→ TEXT FOR ANALYSIS
Revision: 5874
Author: russblau
Date: 2008-09-04 18:35:41 +0000 (Thu, 04 Sep 2008)
Log Message:
-----------
More Site methods, and minor fixes in data.api
Modified Paths:
--------------
branches/rewrite/pywikibot/data/api.py
branches/rewrite/pywikibot/site.py
Modified: branches/rewrite/pywikibot/data/api.py
===================================================================
--- branches/rewrite/pywikibot/data/api.py 2008-09-04 15:30:59 UTC (rev 5873)
+++ branches/rewrite/pywikibot/data/api.py 2008-09-04 18:35:41 UTC (rev 5874)
@@ -282,12 +282,10 @@
except KeyError:
self.site = pywikibot.Site()
# make sure request type is valid, and get limit key if any
- if "generator" in kwargs:
- self.module = kwargs["generator"]
- elif "list" in kwargs:
- self.module = kwargs["list"]
- elif "prop" in kwargs:
- self.module = kwargs["prop"]
+ for modtype in ("generator", "list", "prop", "meta"):
+ if modtype in kwargs:
+ self.module = kwargs[modtype]
+ break
else:
raise Error("%s: No query module name found in arguments."
% self.__class__.__name__)
Modified: branches/rewrite/pywikibot/site.py
===================================================================
--- branches/rewrite/pywikibot/site.py 2008-09-04 15:30:59 UTC (rev 5873)
+++ branches/rewrite/pywikibot/site.py 2008-09-04 18:35:41 UTC (rev 5874)
@@ -350,6 +350,7 @@
15: [u"Category talk"],
}
self.sitelock = threading.Lock()
+ self._msgcache = {}
return
# ANYTHING BELOW THIS POINT IS NOT YET IMPLEMENTED IN __init__()
@@ -417,7 +418,8 @@
- blockinfo: present if user is blocked (dict)
"""
- if not hasattr(self, "_userinfo") or "rights" not in self._userinfo:
+ if not hasattr(self, "_userinfo") or "rights" not in self._userinfo \
+ or self._userinfo['name'] != self.user():
uirequest = api.Request(
site=self,
action="query",
@@ -432,6 +434,79 @@
self._userinfo = uidata['query']['userinfo']
return self._userinfo
+ def is_blocked(self, sysop=False):
+ """Return true if and only if user is blocked.
+
+ @param sysop: If true, log in to sysop account (if available)
+
+ """
+ if not self.logged_in(sysop):
+ self.login(sysop)
+ return 'blockinfo' in self._userinfo
+
+ def isBlocked(self, sysop=False):
+ """Deprecated; retained for backwards-compatibility"""
+ logger.debug("Site.isBlocked() method is deprecated; use is_blocked()")
+ return self.is_blocked(sysop)
+
+ def has_right(self, right, sysop=False):
+ """Return true if and only if the user has a specific right.
+
+ Possible values of 'right' may vary depending on wiki settings,
+ but will usually include:
+
+ * Actions: edit, move, delete, protect, upload
+ * User levels: autoconfirmed, sysop, bot
+
+ """
+ if not self.logged_in(sysop):
+ self.login(sysop)
+ return right.lower() in self._userinfo['rights']
+
+ def isAllowed(self, right, sysop=False):
+ """Deprecated; retained for backwards-compatibility"""

→ EXERCISES
- A) List every method name that follows the keyword "def" in the commit log.
- B) Reproduce the part of the commit log that opens with the words containing "Modified: branches/rewrite/pywikibot/site.py" and closes with "IMPLEMENTED IN __init__()".
- C) Decide whether each statement agrees with the commit log, answering yes or no and quoting the words that settle it: (i) The revision's author is russblau. (ii) The new is_blocked method takes a parameter named right. (iii) The loop added to api.py checks for "meta" as one of the module types.

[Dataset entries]
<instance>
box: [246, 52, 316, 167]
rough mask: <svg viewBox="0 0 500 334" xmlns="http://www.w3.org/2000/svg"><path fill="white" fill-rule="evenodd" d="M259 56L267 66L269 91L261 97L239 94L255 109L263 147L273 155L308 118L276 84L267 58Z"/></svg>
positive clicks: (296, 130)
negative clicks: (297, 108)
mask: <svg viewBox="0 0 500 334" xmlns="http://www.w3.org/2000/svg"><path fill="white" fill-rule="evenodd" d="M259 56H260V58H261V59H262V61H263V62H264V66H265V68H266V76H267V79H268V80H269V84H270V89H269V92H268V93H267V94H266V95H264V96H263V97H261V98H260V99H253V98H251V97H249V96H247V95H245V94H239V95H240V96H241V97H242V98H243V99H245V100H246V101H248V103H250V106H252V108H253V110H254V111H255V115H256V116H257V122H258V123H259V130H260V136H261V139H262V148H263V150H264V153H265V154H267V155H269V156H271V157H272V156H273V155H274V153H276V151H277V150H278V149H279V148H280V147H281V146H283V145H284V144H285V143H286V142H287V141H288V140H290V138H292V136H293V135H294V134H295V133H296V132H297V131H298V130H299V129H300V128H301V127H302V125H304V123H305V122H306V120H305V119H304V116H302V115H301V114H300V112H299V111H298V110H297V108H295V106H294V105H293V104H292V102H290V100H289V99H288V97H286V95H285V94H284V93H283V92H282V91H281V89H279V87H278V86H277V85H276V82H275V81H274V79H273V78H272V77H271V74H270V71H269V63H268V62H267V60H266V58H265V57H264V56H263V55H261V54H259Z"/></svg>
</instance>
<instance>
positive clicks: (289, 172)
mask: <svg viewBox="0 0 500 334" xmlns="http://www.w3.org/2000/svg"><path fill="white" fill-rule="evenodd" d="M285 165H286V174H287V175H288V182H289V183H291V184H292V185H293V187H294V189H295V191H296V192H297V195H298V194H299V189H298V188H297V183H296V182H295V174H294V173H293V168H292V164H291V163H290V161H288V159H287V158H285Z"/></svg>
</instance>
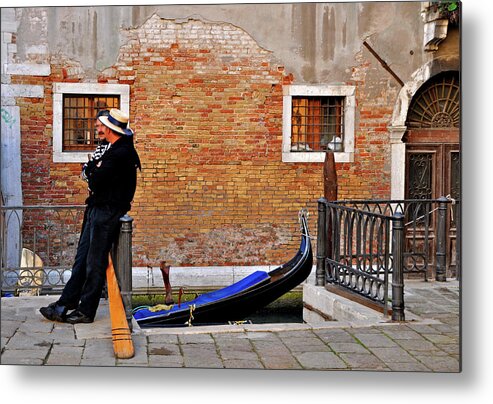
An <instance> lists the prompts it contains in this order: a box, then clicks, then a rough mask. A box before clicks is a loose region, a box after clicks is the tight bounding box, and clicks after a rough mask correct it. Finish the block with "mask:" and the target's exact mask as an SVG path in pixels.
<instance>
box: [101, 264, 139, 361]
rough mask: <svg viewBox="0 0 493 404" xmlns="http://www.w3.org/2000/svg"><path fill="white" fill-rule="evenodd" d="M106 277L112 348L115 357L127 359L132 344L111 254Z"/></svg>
mask: <svg viewBox="0 0 493 404" xmlns="http://www.w3.org/2000/svg"><path fill="white" fill-rule="evenodd" d="M106 279H107V282H108V298H109V302H110V318H111V335H112V338H113V350H114V351H115V356H116V357H117V358H120V359H129V358H132V357H133V356H134V345H133V342H132V335H131V333H130V328H129V327H128V322H127V316H126V314H125V307H124V306H123V301H122V295H121V293H120V288H119V286H118V281H117V280H116V274H115V268H114V267H113V261H112V260H111V255H110V257H109V262H108V268H107V269H106Z"/></svg>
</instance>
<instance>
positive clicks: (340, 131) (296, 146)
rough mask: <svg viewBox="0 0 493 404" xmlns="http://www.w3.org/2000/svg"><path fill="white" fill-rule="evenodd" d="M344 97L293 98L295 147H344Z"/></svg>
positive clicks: (291, 125)
mask: <svg viewBox="0 0 493 404" xmlns="http://www.w3.org/2000/svg"><path fill="white" fill-rule="evenodd" d="M344 98H345V97H332V96H331V97H326V96H325V97H319V96H317V97H300V96H295V97H293V98H292V114H291V151H293V152H297V151H299V152H307V151H316V152H320V151H325V150H333V151H338V152H340V151H343V144H344V116H343V114H344Z"/></svg>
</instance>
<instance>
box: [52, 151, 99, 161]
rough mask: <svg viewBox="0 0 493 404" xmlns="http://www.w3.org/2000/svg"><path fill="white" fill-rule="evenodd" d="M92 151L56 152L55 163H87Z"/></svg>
mask: <svg viewBox="0 0 493 404" xmlns="http://www.w3.org/2000/svg"><path fill="white" fill-rule="evenodd" d="M90 154H91V151H88V150H86V151H83V152H55V153H53V162H54V163H87V160H88V156H89V155H90Z"/></svg>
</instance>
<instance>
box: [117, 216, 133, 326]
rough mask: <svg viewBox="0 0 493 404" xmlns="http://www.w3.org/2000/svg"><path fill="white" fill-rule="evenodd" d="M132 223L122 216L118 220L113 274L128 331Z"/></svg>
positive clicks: (131, 237)
mask: <svg viewBox="0 0 493 404" xmlns="http://www.w3.org/2000/svg"><path fill="white" fill-rule="evenodd" d="M132 222H133V218H131V217H130V216H129V215H127V214H126V215H124V216H122V217H121V218H120V234H119V237H118V244H117V249H116V254H115V272H116V278H117V279H118V283H119V285H120V292H121V295H122V300H123V306H124V307H125V314H126V317H127V321H128V325H129V327H130V330H131V329H132Z"/></svg>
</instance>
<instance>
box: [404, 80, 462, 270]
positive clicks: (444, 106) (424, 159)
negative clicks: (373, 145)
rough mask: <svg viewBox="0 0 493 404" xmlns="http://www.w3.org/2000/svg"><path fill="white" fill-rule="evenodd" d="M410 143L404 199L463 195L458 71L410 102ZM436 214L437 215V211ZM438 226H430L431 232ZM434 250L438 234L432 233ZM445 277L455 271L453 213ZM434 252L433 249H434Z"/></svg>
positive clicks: (424, 198)
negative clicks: (462, 189) (460, 183)
mask: <svg viewBox="0 0 493 404" xmlns="http://www.w3.org/2000/svg"><path fill="white" fill-rule="evenodd" d="M406 127H407V130H406V132H405V134H404V137H403V138H402V141H403V142H404V143H405V145H406V156H405V189H404V190H405V198H406V199H437V198H439V197H441V196H447V195H450V197H452V198H453V199H459V198H460V180H461V179H460V82H459V73H458V72H457V71H448V72H443V73H440V74H438V75H436V76H434V77H432V78H430V79H429V80H428V81H427V82H425V83H424V84H423V85H422V86H421V87H420V88H419V90H418V91H417V92H416V93H415V95H414V97H413V98H412V100H411V103H410V105H409V109H408V113H407V119H406ZM435 217H436V215H435ZM435 229H436V225H435V224H432V228H431V229H430V231H431V233H432V235H433V234H434V231H435ZM430 240H431V245H430V248H431V250H432V251H433V252H434V250H435V243H434V237H433V236H432V237H431V238H430ZM447 245H448V248H447V251H448V252H449V253H448V255H449V256H448V257H447V267H448V268H447V276H455V275H456V273H455V272H456V271H455V266H456V262H455V258H456V246H457V243H456V227H455V218H454V217H453V215H449V217H448V218H447ZM432 256H433V257H434V254H432Z"/></svg>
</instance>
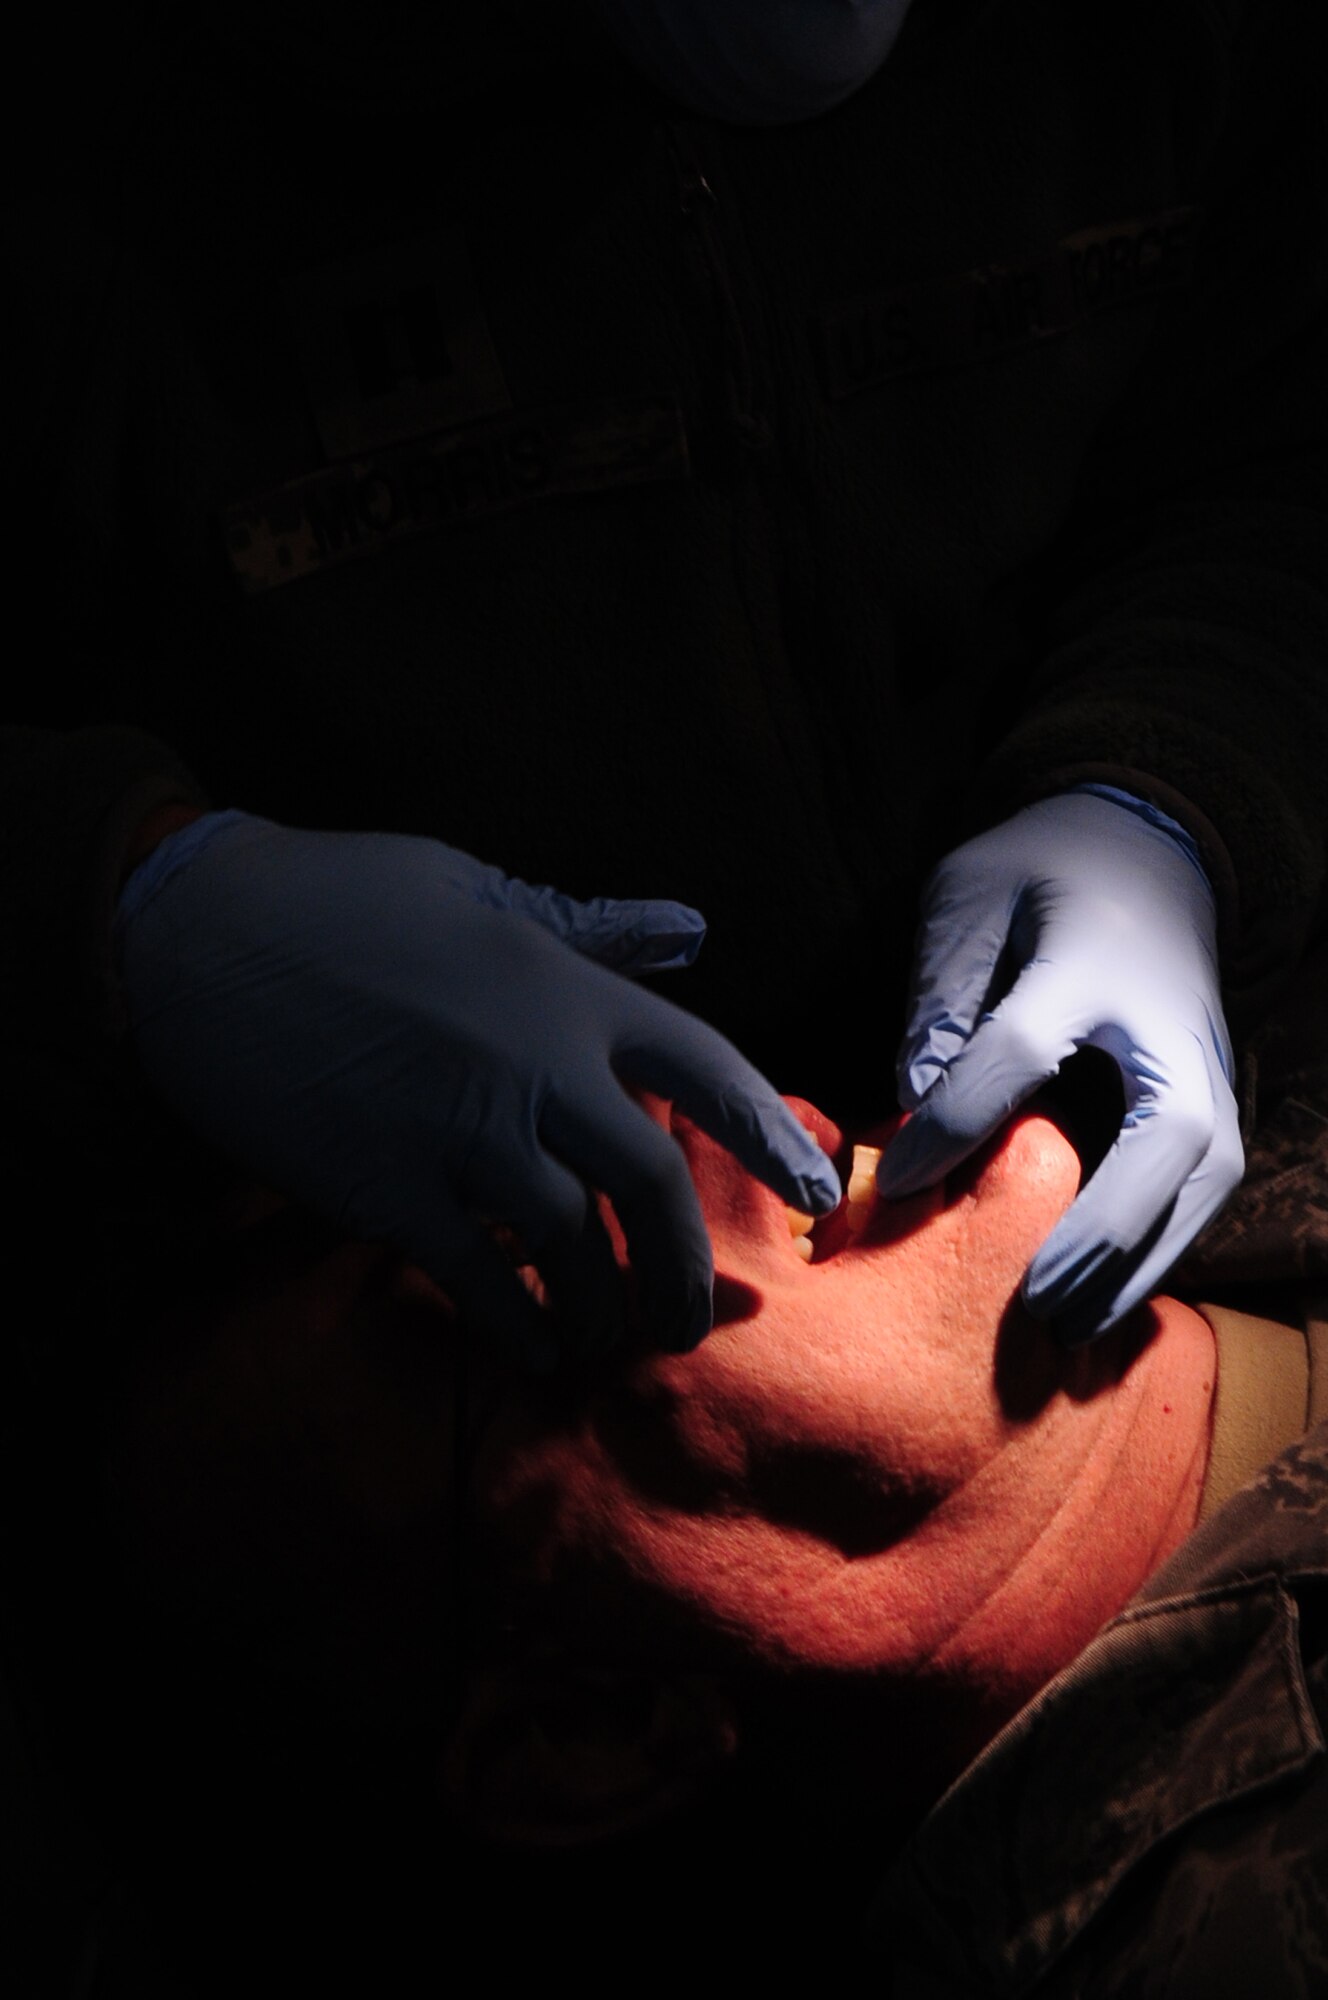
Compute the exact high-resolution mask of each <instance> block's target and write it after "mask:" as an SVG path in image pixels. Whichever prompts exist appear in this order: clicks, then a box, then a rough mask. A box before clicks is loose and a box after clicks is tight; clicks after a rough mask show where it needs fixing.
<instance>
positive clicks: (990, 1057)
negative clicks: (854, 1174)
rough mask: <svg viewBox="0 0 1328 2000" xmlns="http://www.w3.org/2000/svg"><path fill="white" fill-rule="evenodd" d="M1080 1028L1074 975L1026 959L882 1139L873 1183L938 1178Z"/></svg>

→ PROBLEM SOLUTIONS
- A) is_blocked, isBlocked, has_right, isAllowed

- B)
Modified: branches/rewrite/pywikibot/site.py
===================================================================
--- branches/rewrite/pywikibot/site.py 2008-09-04 15:30:59 UTC (rev 5873)
+++ branches/rewrite/pywikibot/site.py 2008-09-04 18:35:41 UTC (rev 5874)
@@ -350,6 +350,7 @@
15: [u"Category talk"],
}
self.sitelock = threading.Lock()
+ self._msgcache = {}
return
# ANYTHING BELOW THIS POINT IS NOT YET IMPLEMENTED IN __init__()

- C)
(i) Yes: "Author: russblau"
(ii) No: "def is_blocked(self, sysop=False):"
(iii) Yes: "for modtype in ("generator", "list", "prop", "meta"):"